╭─ EXCERPTED DATA

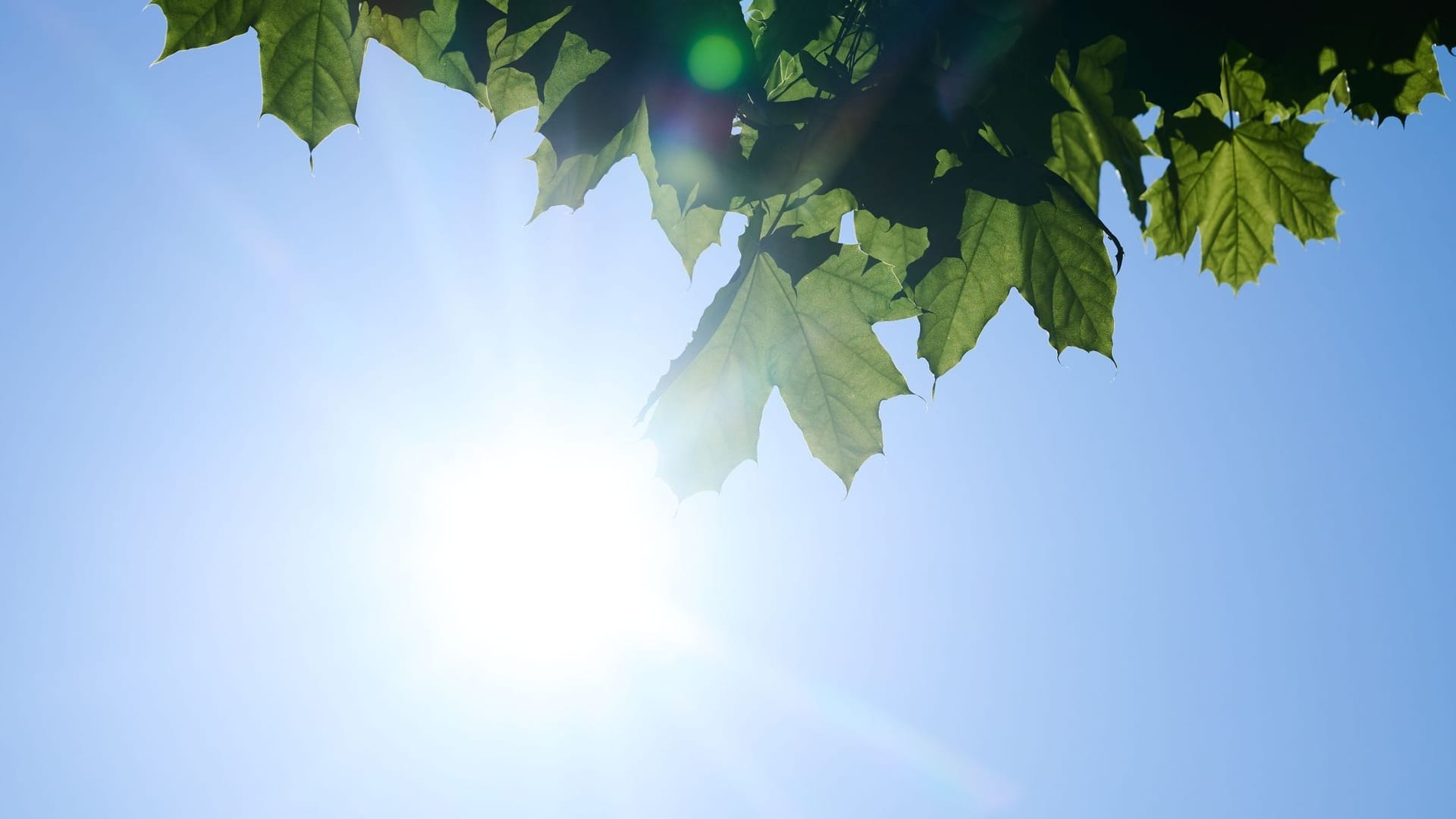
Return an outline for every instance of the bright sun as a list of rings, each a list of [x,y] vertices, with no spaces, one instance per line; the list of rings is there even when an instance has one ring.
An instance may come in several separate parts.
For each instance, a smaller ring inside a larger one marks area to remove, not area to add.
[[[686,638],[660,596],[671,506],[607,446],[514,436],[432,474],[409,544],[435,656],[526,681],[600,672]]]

╰─
╭─ EXCERPTED DATA

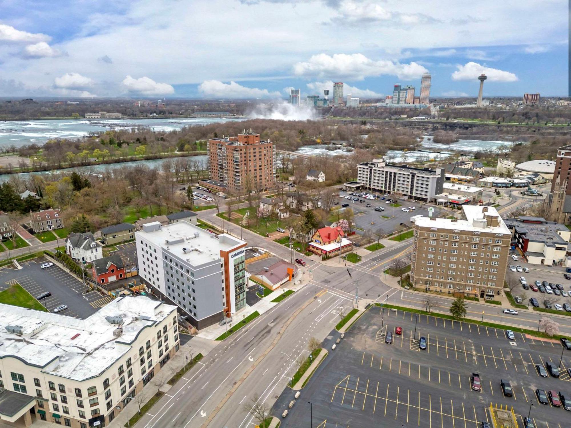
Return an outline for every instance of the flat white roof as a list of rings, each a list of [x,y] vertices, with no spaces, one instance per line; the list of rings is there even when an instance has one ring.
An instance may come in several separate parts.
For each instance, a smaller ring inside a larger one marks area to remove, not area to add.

╰─

• TASK BRIEF: Pick out and copy every line of the rows above that contains the string "spaces", treating uppercase and lowercase as different.

• FINAL RESULT:
Return an outline for every instance of the bright sun as a list of rings, each a list of [x,y] vertices, with no spaces, one instance per line; the list of rings is there even when an instance has one ring.
Return an outline for every instance of the flat white roof as a list of rings, each a list of [x,y] vertices, with no spaces, one instance per line; the list of rings is there even when an instance has one ring.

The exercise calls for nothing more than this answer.